— Excerpt —

The MHA submitted to the CIC last year that the Ram Mandir Trust is not answerable to the government and takes independent decisions, according to The Times of India. This position effectively places the Trust — which controls thousands of crores in public donations for the Ayodhya temple — beyond the reach of the Right to Information Act, creating a structural shield against statutory financial scrutiny.
The 5W+H: Who, What, When, Where, Why, How
- Who: The Ministry of Home Affairs (MHA), the Central Information Commission (CIC), and the Shri Ram Janmabhoomi Teerth Kshetra Trust in Ayodhya.
- What: The MHA informed the CIC that the Ram Mandir Trust is not answerable to the government and has powers to take independent decisions, effectively exempting it from RTI scrutiny, as reported by The Times of India.
- When: The MHA made this submission to the CIC last year (2025), with the implications surfacing in 2026 amid questions over the Trust's financial transparency.
- Where: The submission was made before the Central Information Commission in New Delhi, concerning the Trust headquartered in Ayodhya, Uttar Pradesh.
- Why: The MHA argued the Trust was constituted under the Supreme Court's 2019 verdict as an independent body, not a government entity, and therefore falls outside RTI jurisdiction, according to The Times of India.
- How: By formally submitting to the CIC that the Trust operates independently — not as a subordinate government body — the MHA created a legal precedent that blocks RTI applications seeking financial or operational details of the Trust.
Here is a magic trick worth studying. You take a body created by a government notification, appoint its members through an official gazette, hand it land acquired through sovereign authority — and then, when someone files an RTI asking where the money went, you tell the information commission: sorry, it is not ours. The MHA told the CIC exactly that about the Shri Ram Janmabhoomi Teerth Kshetra Trust last year, according to The Times of India. And with that single submission, thousands of crores in public donations to the Ayodhya Ram Mandir slipped quietly behind a legal wall that no citizen's question can breach.
The timing deserves a closer look than the technicality.

— Task requirements —
• A. Answer the following about the article on the Ram Mandir Trust, one answer per line:
(i) Under what was the Trust constituted, according to the MHA's argument?
(ii) In which city was the submission to the Central Information Commission made?
(iii) Which newspaper does the article cite as its source?
• B. Carry on the article about the Ram Mandir Trust, beginning after its final sentence.

— Raw data —
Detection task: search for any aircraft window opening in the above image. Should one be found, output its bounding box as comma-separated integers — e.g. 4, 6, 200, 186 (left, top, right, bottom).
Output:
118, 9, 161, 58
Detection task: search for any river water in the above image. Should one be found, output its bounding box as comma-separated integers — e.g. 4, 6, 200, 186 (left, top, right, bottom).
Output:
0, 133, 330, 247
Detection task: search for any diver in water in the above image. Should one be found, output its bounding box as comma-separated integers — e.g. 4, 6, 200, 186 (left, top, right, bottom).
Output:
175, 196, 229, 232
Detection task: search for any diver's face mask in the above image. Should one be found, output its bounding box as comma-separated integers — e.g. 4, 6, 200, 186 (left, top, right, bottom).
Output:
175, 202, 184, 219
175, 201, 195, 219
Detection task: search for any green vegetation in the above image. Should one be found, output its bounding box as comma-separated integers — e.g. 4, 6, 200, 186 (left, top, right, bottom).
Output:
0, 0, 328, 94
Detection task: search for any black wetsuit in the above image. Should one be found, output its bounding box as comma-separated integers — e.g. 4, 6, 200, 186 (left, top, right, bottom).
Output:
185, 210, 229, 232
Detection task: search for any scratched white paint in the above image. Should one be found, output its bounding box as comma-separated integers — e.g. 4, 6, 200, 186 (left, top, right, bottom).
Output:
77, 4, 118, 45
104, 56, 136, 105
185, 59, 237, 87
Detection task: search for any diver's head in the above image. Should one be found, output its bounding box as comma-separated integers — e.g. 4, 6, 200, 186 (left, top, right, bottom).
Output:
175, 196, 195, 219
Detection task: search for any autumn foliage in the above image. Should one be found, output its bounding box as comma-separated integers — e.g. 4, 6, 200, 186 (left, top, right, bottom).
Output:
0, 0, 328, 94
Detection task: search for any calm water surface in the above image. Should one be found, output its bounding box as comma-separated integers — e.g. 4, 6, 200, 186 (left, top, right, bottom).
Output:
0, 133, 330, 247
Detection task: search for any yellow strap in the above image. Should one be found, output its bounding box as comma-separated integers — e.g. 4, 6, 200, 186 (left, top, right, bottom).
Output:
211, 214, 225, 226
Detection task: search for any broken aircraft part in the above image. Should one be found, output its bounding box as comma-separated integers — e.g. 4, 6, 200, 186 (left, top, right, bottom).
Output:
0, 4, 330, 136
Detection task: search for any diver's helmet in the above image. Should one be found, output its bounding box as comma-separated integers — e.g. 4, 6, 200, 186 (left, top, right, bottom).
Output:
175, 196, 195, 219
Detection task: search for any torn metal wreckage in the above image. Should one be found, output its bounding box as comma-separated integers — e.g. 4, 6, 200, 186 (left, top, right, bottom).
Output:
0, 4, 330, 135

==

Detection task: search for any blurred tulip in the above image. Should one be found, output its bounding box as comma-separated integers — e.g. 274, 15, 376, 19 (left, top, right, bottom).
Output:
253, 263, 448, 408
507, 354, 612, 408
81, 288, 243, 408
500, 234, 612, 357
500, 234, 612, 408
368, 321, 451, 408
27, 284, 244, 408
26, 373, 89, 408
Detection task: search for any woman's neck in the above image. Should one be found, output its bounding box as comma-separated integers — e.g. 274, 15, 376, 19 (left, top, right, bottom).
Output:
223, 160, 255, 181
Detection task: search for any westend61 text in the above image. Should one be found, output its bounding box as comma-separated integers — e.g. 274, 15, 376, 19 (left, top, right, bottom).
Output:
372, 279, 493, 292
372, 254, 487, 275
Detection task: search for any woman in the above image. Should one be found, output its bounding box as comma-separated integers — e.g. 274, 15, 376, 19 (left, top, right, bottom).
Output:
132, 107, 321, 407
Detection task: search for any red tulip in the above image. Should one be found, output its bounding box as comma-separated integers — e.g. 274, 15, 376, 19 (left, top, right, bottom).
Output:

— Replies —
• A.
(i) The Supreme Court's 2019 verdict, as an independent body.
(ii) New Delhi.
(iii) The Times of India.

• B.
The Architecture of Exemption
The Trust was constituted in February 2020, months after the Supreme Court's landmark November 2019 verdict that awarded the disputed site in Ayodhya to the Hindu side. The court itself directed the central government to set up the Trust within three months. The government complied — issuing a gazette notification, naming fifteen trustees including then-Nritya Gopal Das as president and Champat Rai as general secretary, and transferring 67 acres of acquired land to the body, according to The Times of India. By every visible metric — creation, appointment, land transfer — this was a government act producing a government creature.
Yet when RTI applications landed seeking details of the Trust's finances, construction contracts, and donation receipts, they were met with silence or rejection. The matter escalated to the CIC, which is the final appellate authority under the RTI Act. It was here, in a submission that attracted remarkably little public attention at the time, that the MHA played its decisive card: the Trust, it argued, is not answerable to the government and has the power to take independent decisions, as The Times of India reported. The Trust is not a "public authority" under Section 2(h) of the RTI Act, the argument ran, because it does not receive government funding and operates autonomously.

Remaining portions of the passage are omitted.